:: Records
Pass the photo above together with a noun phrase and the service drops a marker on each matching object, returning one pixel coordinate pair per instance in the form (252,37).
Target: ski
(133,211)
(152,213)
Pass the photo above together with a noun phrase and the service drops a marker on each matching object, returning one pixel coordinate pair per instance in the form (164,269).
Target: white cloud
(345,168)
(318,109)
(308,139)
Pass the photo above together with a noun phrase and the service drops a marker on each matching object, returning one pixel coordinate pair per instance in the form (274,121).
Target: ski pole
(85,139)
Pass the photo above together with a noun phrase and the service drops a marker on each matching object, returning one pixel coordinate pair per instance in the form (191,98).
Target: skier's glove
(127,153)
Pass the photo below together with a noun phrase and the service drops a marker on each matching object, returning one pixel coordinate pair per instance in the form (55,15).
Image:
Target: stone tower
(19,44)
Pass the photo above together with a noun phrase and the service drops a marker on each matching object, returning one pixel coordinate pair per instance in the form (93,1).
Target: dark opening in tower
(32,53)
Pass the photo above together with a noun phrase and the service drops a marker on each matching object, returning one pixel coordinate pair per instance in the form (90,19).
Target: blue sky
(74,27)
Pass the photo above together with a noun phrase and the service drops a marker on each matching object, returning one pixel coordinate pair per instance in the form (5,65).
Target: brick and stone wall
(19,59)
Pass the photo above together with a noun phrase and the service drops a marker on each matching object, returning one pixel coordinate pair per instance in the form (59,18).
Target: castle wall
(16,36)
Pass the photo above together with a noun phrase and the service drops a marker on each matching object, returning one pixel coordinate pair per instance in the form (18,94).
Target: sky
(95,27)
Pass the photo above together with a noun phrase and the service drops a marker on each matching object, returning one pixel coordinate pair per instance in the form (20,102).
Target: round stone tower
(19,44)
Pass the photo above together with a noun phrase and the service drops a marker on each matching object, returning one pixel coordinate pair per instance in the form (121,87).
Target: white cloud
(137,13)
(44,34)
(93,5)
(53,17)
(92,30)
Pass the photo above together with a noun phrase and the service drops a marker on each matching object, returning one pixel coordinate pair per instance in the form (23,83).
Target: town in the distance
::::
■ Activity
Could you repeat every record above exactly as it appears?

■ Reply to the task
Pass the photo above together with a noun phrase and the service drops a marker on each matching object, returning one pixel coordinate pair per instance in the form (252,37).
Target: ski
(133,211)
(152,213)
Pass the photo above together with a noun phrase and the service drops a marker on each matching object, returning one pixel coordinate pair per instance in the form (164,269).
Target: white cloud
(345,168)
(318,109)
(308,139)
Pass the photo above together with a noun phrase and the service drops a marker on each matching object, returning one pixel coordinate pair per instance in the form (274,121).
Target: ski pole
(85,139)
Pass the photo above together with a noun phrase and the service drops a marker on each matching object, returning one pixel coordinate pair per instance in the form (191,98).
Target: skier's glove
(127,153)
Pass the photo below together with a noun phrase and the service drops a marker on each matching object, returning one pixel coordinate pair per instance in the form (55,15).
Image:
Target: stone tower
(19,44)
Pass the photo above together with a noun phrase and the service drops a marker on each matching object, returning one pixel coordinate pair per instance in the form (93,1).
Target: dark opening in tower
(32,53)
Pass the photo above together with a noun phrase and the service drops a marker on each matching object, returning one pixel coordinate pair per instance in the form (90,19).
Target: blue sky
(74,27)
Pass the photo above together with a noun phrase and the service drops a marker on each matching object, returning one pixel coordinate pair per instance in the form (5,65).
Target: brick and stone wall
(19,59)
Pass the photo above together with a noun phrase and the service drops a marker on each matching object, returning one pixel coordinate pair per instance in the form (59,18).
Target: castle wall
(16,36)
Pass the photo above together with a noun phrase and the service drops a marker on each matching object, returning one pixel coordinate pair per instance in the form (18,94).
Target: sky
(95,27)
Pass the photo above together with a noun phrase and the service drops a marker on each matching object, returning one pixel coordinate pair per instance in the form (20,102).
Target: round stone tower
(19,44)
Pass the photo above together with a noun phrase and the service drops a marker on each matching object, returning one pixel coordinate pair per instance in the form (121,87).
Target: white cloud
(137,13)
(44,34)
(93,5)
(53,17)
(92,30)
Pass the photo above together with a noun phrase and the service drops a marker on each matching object, returning one pixel coordinate pair per instance in the form (23,83).
Target: town in the distance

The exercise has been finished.